▶ WHAT IS REQUIRED
Given the listing below, write out exactly the lines starting with the line that has "locate the white plate in the photo above." and going on through the line that has "locate the clothespin in the photo above.", both kept.
»»
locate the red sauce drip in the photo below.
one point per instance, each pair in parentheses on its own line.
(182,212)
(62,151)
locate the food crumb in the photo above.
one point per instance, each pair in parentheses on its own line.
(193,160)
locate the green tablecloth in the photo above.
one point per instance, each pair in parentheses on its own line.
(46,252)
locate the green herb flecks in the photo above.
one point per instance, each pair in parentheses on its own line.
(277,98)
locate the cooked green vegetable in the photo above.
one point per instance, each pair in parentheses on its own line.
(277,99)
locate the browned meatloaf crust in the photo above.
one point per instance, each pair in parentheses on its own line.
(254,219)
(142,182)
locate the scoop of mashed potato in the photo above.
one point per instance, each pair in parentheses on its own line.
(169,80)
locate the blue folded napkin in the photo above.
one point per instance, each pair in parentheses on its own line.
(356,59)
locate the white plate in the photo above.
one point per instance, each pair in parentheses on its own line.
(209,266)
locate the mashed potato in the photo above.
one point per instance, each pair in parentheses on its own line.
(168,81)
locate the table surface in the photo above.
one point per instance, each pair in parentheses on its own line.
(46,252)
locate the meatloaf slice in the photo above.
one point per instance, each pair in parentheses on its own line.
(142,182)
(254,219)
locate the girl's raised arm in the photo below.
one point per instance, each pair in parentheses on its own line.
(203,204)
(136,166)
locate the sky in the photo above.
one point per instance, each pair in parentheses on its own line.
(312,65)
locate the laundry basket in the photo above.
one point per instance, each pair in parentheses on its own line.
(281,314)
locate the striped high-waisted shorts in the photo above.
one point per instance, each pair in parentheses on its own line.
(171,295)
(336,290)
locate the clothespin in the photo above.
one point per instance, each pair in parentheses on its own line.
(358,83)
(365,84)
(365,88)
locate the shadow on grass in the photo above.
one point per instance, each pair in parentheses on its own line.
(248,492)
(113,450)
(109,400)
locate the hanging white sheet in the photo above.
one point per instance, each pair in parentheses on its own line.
««
▶ SOLUTION TO THIS TASK
locate the white plate in the photo above.
one point per instance, each pair in parentheses on its own line.
(209,266)
locate the mashed potato in the photo above.
one point per instance, each pair in parentheses on its own line.
(168,81)
locate the table surface in the photo above.
one point per instance, each pair in parentheses on its own line.
(46,252)
locate the meatloaf slice in the photo above.
one point per instance, each pair in parentheses on its own line.
(142,182)
(254,219)
locate the girl's raised arm in the photo below.
one point per instance, each pair in parentheses on its own line.
(203,204)
(136,166)
locate the sky in the photo above.
one point per instance, each pair in parentheses on its own line.
(312,65)
locate the laundry basket in the photo above.
one point per instance, each pair in parentheses on its own line.
(281,314)
locate the striped high-waisted shorts in the photo above.
one point per instance, each pair in parentheses on its own line.
(171,295)
(336,290)
locate the clothespin in the photo above.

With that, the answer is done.